* Start Information supplied *

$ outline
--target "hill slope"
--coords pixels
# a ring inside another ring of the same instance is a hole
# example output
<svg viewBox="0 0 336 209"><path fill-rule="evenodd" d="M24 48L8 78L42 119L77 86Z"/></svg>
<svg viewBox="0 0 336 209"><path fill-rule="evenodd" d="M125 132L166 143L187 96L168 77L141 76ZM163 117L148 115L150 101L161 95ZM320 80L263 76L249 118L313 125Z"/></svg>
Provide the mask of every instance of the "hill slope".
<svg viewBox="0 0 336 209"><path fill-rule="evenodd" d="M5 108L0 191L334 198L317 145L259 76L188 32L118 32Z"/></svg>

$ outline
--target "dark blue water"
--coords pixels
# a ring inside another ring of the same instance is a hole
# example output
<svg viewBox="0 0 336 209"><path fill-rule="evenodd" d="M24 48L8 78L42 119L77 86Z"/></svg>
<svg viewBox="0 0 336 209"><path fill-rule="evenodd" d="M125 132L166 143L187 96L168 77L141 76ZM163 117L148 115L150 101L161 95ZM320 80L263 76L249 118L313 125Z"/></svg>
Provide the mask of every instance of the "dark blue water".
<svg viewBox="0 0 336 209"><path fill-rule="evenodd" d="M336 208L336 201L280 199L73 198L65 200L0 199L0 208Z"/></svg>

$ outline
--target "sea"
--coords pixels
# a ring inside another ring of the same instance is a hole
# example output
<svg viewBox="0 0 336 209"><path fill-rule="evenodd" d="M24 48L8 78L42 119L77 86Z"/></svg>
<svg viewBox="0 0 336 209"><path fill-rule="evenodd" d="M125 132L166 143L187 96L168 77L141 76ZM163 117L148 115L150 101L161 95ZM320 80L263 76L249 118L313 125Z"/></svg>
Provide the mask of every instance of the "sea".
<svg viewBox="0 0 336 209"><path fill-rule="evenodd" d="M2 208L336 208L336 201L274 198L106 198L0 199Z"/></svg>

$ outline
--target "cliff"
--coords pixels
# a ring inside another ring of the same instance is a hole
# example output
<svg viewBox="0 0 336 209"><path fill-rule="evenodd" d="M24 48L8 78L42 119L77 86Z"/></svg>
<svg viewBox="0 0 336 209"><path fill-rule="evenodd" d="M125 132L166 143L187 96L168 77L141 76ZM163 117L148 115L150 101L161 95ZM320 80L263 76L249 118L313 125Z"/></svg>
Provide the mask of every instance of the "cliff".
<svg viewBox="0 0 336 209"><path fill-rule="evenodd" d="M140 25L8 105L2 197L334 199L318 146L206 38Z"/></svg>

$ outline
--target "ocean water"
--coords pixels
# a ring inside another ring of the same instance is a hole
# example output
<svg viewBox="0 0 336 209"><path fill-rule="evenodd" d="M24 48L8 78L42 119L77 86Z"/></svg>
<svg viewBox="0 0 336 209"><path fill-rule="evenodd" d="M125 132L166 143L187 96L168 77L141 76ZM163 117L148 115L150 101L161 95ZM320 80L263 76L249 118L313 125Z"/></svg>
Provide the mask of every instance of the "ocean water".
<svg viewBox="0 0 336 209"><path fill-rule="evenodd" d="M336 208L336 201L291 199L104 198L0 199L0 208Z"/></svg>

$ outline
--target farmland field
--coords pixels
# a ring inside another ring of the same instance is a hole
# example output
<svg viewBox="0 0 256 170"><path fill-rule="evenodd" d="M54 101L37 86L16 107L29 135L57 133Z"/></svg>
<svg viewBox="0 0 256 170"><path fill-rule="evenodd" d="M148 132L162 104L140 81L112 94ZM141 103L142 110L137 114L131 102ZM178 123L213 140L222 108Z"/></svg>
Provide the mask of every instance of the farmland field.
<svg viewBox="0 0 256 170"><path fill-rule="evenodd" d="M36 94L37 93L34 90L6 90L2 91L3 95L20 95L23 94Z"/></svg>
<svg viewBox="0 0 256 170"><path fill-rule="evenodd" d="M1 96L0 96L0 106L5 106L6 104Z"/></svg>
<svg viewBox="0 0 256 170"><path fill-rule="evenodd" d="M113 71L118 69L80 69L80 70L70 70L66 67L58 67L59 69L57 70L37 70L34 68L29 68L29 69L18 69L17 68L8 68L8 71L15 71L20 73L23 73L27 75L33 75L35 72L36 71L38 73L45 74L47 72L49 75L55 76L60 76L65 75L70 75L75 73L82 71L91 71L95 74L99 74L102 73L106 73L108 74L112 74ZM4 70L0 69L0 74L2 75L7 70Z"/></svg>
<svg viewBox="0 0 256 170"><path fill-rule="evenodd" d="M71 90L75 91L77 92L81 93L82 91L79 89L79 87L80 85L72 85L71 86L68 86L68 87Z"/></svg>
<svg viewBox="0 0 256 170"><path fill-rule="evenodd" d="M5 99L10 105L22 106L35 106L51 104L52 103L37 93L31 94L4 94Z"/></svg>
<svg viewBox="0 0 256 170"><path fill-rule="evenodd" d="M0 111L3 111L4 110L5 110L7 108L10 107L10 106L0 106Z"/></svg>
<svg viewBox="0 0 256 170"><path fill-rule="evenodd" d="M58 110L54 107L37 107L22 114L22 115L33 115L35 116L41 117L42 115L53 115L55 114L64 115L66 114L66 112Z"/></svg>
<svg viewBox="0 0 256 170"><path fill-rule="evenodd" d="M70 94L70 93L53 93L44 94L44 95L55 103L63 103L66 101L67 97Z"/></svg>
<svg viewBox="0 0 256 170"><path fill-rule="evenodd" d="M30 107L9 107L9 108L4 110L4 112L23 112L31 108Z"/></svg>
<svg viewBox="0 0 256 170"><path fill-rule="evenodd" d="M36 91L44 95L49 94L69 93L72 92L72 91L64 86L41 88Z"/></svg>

* End Information supplied *

• [What to do]
Can you copy out all of the data above, line for line and unchanged?

• [Answer to this task]
$ outline
--target "hill slope"
--coords pixels
# a ring inside another ring of the same instance is a hole
# example output
<svg viewBox="0 0 336 209"><path fill-rule="evenodd" d="M24 48L8 78L42 119L77 86Z"/></svg>
<svg viewBox="0 0 336 209"><path fill-rule="evenodd" d="M125 132L166 143L187 96L168 77L141 76ZM163 117L148 115L150 101L161 95ZM320 80L263 76L249 118L313 125Z"/></svg>
Provide the mask of every instance of the "hill slope".
<svg viewBox="0 0 336 209"><path fill-rule="evenodd" d="M5 108L0 191L334 198L317 145L259 76L188 32L118 32Z"/></svg>

$ outline
--target "dark blue water"
--coords pixels
# a ring inside another ring of the same instance is a hole
# example output
<svg viewBox="0 0 336 209"><path fill-rule="evenodd" d="M24 48L8 78L42 119L77 86Z"/></svg>
<svg viewBox="0 0 336 209"><path fill-rule="evenodd" d="M125 132L166 143L187 96L168 77L141 76ZM163 117L148 115L150 101L161 95ZM320 80L263 76L249 118L313 125Z"/></svg>
Provide the mask of every instance of the "dark blue water".
<svg viewBox="0 0 336 209"><path fill-rule="evenodd" d="M336 208L336 201L280 199L73 198L65 200L0 199L0 208Z"/></svg>

$ outline
--target "sea"
--coords pixels
# a ring inside another ring of the same instance is a hole
# example output
<svg viewBox="0 0 336 209"><path fill-rule="evenodd" d="M24 48L8 78L42 119L77 86Z"/></svg>
<svg viewBox="0 0 336 209"><path fill-rule="evenodd" d="M125 132L166 143L187 96L168 77L141 76ZM163 117L148 115L150 101L161 95ZM320 80L263 76L249 118L313 125Z"/></svg>
Provide the mask of every instance of the "sea".
<svg viewBox="0 0 336 209"><path fill-rule="evenodd" d="M2 208L336 208L336 201L274 198L106 198L0 199Z"/></svg>

$ outline
--target "cliff"
--coords pixels
# a ring inside another ring of the same instance is a hole
# example output
<svg viewBox="0 0 336 209"><path fill-rule="evenodd" d="M24 48L8 78L42 119L77 86Z"/></svg>
<svg viewBox="0 0 336 209"><path fill-rule="evenodd" d="M125 132L166 143L187 96L168 77L141 76ZM163 117L148 115L150 101L161 95ZM320 80L263 76L249 118L313 125Z"/></svg>
Provide the mask of every instance of the "cliff".
<svg viewBox="0 0 336 209"><path fill-rule="evenodd" d="M140 25L8 105L2 197L334 199L318 146L206 38Z"/></svg>

$ outline
--target "ocean water"
--coords pixels
# a ring inside another ring of the same instance is a hole
# example output
<svg viewBox="0 0 336 209"><path fill-rule="evenodd" d="M24 48L8 78L42 119L77 86Z"/></svg>
<svg viewBox="0 0 336 209"><path fill-rule="evenodd" d="M125 132L166 143L187 96L168 77L141 76ZM163 117L148 115L150 101L161 95ZM320 80L263 76L249 118L313 125Z"/></svg>
Provide the mask of every instance of the "ocean water".
<svg viewBox="0 0 336 209"><path fill-rule="evenodd" d="M336 208L336 201L291 199L104 198L0 199L0 208Z"/></svg>

$ outline
--target farmland field
--coords pixels
# a ring inside another ring of the same instance is a hole
# example output
<svg viewBox="0 0 256 170"><path fill-rule="evenodd" d="M54 101L37 86L16 107L29 135L57 133Z"/></svg>
<svg viewBox="0 0 256 170"><path fill-rule="evenodd" d="M148 132L162 104L140 81L112 94ZM141 103L142 110L137 114L131 102ZM178 123L213 140L222 108Z"/></svg>
Provide the mask of every instance of the farmland field.
<svg viewBox="0 0 256 170"><path fill-rule="evenodd" d="M36 94L37 93L34 90L6 90L2 91L3 95L20 95L23 94Z"/></svg>
<svg viewBox="0 0 256 170"><path fill-rule="evenodd" d="M1 96L0 96L0 106L5 106L6 104Z"/></svg>
<svg viewBox="0 0 256 170"><path fill-rule="evenodd" d="M113 71L118 69L80 69L80 70L70 70L66 67L58 67L59 69L57 70L37 70L34 68L29 68L29 69L18 69L17 68L8 68L8 71L15 71L20 73L23 73L27 75L33 75L35 72L36 71L38 73L45 74L47 72L49 75L55 76L60 76L65 75L70 75L75 73L82 71L91 71L95 74L99 74L102 73L106 73L108 74L112 74ZM4 70L0 69L0 74L2 75L7 70Z"/></svg>
<svg viewBox="0 0 256 170"><path fill-rule="evenodd" d="M71 90L75 91L77 92L81 93L82 91L79 89L79 87L80 85L72 85L71 86L68 86L68 87Z"/></svg>
<svg viewBox="0 0 256 170"><path fill-rule="evenodd" d="M5 99L10 105L22 106L35 106L51 104L52 103L37 93L31 94L4 94Z"/></svg>
<svg viewBox="0 0 256 170"><path fill-rule="evenodd" d="M0 111L3 111L4 110L5 110L7 108L10 107L10 106L0 106Z"/></svg>
<svg viewBox="0 0 256 170"><path fill-rule="evenodd" d="M58 110L54 107L37 107L22 114L22 115L33 115L35 116L41 117L42 115L53 115L55 114L64 115L66 114L66 112Z"/></svg>
<svg viewBox="0 0 256 170"><path fill-rule="evenodd" d="M70 94L70 93L53 93L44 94L44 95L55 103L63 103L66 101L67 97Z"/></svg>
<svg viewBox="0 0 256 170"><path fill-rule="evenodd" d="M30 107L9 107L9 108L4 110L4 112L23 112L31 108Z"/></svg>
<svg viewBox="0 0 256 170"><path fill-rule="evenodd" d="M36 91L44 95L49 94L69 93L72 92L72 91L64 86L41 88Z"/></svg>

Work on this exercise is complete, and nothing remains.